# Task description:
Out of the lines below, please list those that hold the string "Find".

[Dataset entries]
+++

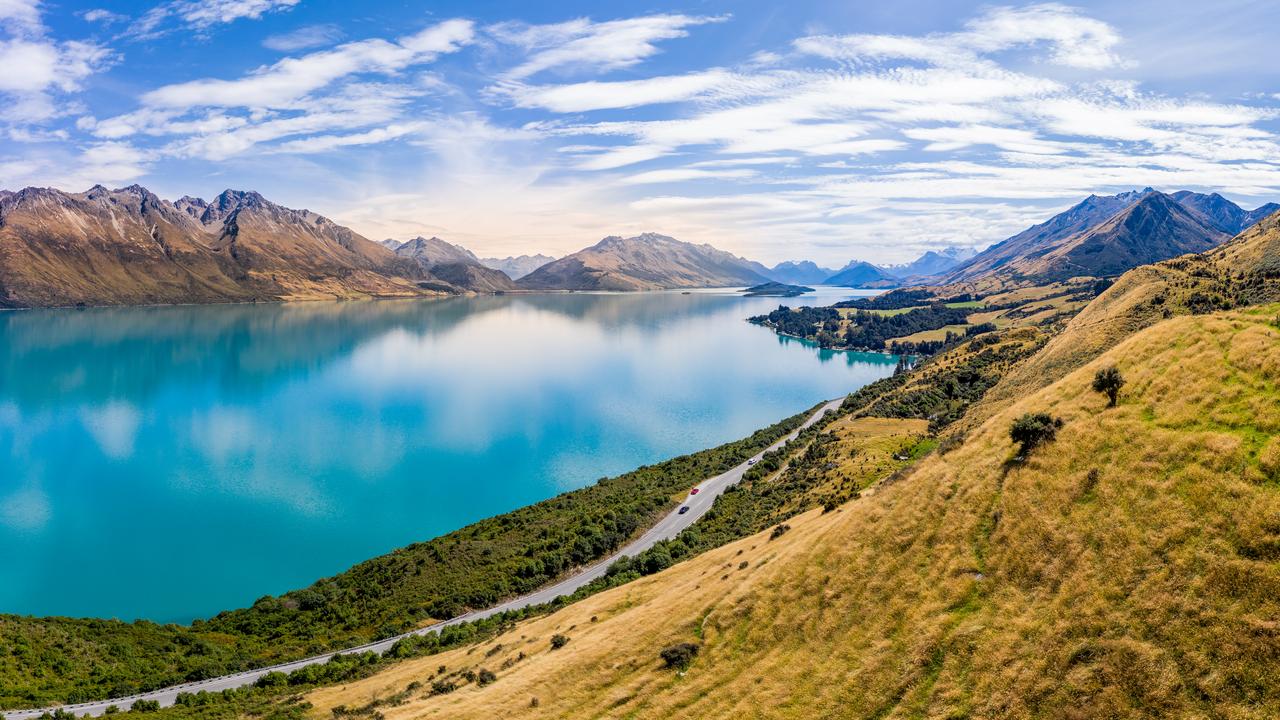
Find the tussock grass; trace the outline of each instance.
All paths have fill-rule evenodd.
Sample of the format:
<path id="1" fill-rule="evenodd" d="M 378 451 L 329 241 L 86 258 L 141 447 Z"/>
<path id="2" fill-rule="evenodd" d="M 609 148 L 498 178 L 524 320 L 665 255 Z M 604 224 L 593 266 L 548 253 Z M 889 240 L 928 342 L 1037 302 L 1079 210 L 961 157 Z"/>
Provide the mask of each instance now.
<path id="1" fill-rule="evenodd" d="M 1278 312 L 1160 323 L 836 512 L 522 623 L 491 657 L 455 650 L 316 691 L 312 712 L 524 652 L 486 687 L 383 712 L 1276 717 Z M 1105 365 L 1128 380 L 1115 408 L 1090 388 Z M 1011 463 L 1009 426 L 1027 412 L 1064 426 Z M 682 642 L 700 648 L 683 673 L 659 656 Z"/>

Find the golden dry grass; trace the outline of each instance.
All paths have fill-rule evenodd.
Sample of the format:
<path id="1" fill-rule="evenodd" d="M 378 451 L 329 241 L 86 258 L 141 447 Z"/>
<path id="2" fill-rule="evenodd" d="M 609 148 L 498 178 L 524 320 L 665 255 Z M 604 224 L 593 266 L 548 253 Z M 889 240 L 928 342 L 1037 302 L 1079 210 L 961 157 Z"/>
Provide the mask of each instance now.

+++

# Response:
Find the tussock grass; trace the outline of each instance.
Find the golden dry grass; trace the outline of each instance.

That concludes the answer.